■ **Records for this exercise**:
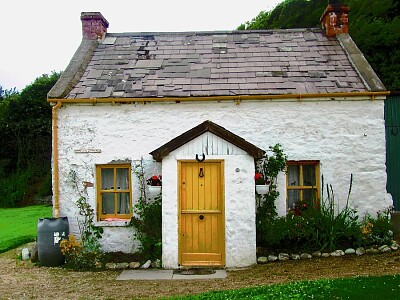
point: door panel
(201, 214)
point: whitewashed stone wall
(346, 136)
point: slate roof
(189, 64)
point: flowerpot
(262, 189)
(154, 190)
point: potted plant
(154, 184)
(262, 184)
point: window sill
(113, 223)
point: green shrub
(377, 231)
(321, 227)
(14, 189)
(148, 219)
(87, 253)
(148, 227)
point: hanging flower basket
(154, 185)
(154, 190)
(262, 189)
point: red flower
(257, 176)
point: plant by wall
(269, 167)
(326, 227)
(148, 219)
(85, 254)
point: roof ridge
(118, 34)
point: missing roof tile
(317, 74)
(220, 48)
(99, 88)
(341, 84)
(109, 41)
(285, 49)
(151, 64)
(279, 73)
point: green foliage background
(374, 25)
(25, 136)
(19, 225)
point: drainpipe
(55, 160)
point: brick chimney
(94, 25)
(335, 19)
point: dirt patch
(22, 280)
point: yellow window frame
(301, 188)
(100, 215)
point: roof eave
(360, 64)
(74, 71)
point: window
(114, 191)
(302, 183)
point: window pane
(293, 175)
(293, 198)
(107, 203)
(107, 179)
(309, 175)
(310, 195)
(122, 178)
(123, 203)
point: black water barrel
(50, 233)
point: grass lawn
(19, 225)
(382, 287)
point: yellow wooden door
(201, 214)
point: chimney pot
(335, 19)
(94, 25)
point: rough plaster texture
(346, 136)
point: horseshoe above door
(200, 159)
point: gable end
(206, 126)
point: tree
(25, 133)
(374, 26)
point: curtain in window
(293, 180)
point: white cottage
(199, 107)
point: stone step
(395, 222)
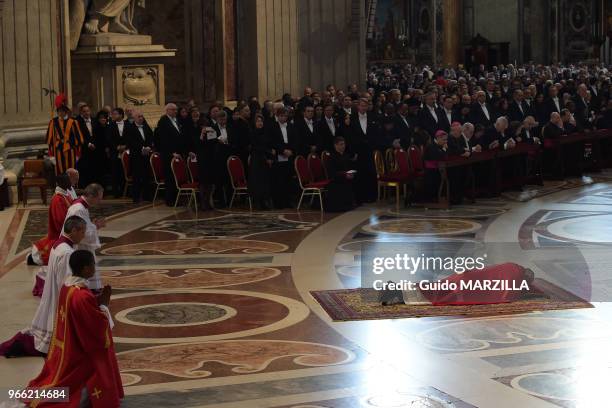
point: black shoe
(30, 260)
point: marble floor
(215, 309)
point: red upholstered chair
(384, 180)
(183, 184)
(325, 156)
(315, 166)
(192, 165)
(127, 171)
(33, 177)
(158, 174)
(307, 184)
(235, 168)
(416, 161)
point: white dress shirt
(363, 121)
(331, 125)
(433, 112)
(141, 130)
(88, 125)
(121, 126)
(449, 116)
(310, 124)
(175, 123)
(556, 101)
(485, 110)
(223, 136)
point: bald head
(171, 110)
(73, 174)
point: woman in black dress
(99, 157)
(340, 167)
(196, 131)
(262, 155)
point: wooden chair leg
(155, 195)
(178, 195)
(397, 196)
(232, 200)
(195, 200)
(301, 198)
(321, 200)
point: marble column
(285, 45)
(31, 59)
(451, 43)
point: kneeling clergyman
(82, 355)
(35, 340)
(41, 249)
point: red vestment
(81, 353)
(57, 215)
(510, 272)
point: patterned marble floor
(215, 310)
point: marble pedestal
(120, 70)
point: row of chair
(398, 169)
(186, 177)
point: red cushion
(318, 184)
(394, 178)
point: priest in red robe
(41, 249)
(82, 356)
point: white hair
(501, 119)
(467, 125)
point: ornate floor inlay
(215, 308)
(230, 225)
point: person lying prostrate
(35, 340)
(62, 199)
(82, 355)
(509, 275)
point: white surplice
(57, 271)
(91, 241)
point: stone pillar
(285, 45)
(451, 43)
(120, 70)
(30, 62)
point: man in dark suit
(583, 108)
(595, 94)
(362, 134)
(448, 115)
(428, 117)
(327, 129)
(87, 163)
(284, 140)
(218, 145)
(346, 109)
(305, 127)
(117, 145)
(171, 143)
(517, 111)
(553, 102)
(402, 127)
(481, 112)
(139, 137)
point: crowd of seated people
(445, 113)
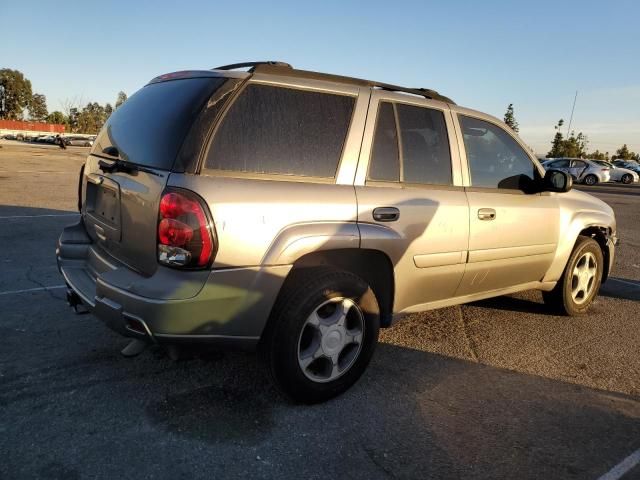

■ **The exercise**: Gather every line from the entries above that contains the string "chair", matching case exactly.

■ **Problem solution**:
point: red upholstered chair
point: wooden chair leg
point: row of chair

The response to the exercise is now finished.